Items from a dataset:
▬▬▬

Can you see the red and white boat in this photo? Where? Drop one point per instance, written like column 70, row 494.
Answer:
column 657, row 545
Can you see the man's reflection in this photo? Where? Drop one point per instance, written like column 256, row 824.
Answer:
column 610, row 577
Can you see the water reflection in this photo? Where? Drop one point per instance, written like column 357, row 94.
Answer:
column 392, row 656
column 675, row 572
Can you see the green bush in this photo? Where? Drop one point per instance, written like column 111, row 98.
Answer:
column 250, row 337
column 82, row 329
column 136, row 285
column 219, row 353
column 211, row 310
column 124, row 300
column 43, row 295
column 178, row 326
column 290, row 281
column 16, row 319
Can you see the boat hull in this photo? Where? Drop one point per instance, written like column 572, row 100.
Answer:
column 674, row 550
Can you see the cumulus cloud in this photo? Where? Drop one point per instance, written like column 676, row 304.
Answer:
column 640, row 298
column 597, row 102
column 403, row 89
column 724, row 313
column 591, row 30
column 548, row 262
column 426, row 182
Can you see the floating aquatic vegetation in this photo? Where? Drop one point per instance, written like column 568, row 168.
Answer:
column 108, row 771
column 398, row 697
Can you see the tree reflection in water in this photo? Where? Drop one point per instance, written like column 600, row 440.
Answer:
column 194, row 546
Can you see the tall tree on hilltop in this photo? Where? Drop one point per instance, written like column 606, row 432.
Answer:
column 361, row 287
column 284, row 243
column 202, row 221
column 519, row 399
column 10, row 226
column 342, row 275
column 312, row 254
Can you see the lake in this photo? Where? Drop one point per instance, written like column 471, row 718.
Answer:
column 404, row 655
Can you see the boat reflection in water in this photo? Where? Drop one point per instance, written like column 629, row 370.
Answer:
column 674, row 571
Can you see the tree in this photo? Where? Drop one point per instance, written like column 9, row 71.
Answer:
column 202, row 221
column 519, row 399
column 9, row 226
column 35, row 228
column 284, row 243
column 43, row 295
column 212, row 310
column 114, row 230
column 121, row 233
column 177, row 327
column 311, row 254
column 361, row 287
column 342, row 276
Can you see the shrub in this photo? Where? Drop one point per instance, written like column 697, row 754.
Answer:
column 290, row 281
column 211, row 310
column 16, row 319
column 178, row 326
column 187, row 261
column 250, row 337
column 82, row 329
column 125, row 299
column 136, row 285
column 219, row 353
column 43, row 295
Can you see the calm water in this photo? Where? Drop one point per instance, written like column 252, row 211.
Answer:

▬▬▬

#### [WHAT THE TASK REQUIRES]
Every line above with the string "water" in it needs to be copied.

#### [EXERCISE RESULT]
Can you see the water reflection in this photo? Where? Drop one point per instance, written like column 357, row 94.
Can you see the tree reflection in water in this photo? Where? Drop one point per instance, written like column 600, row 440.
Can you see the boat reflection in water in this photo? Where? Drop one point per instance, written like column 629, row 370.
Can you see the calm water in this photo? Where? Drop one point per instance, written like column 252, row 211.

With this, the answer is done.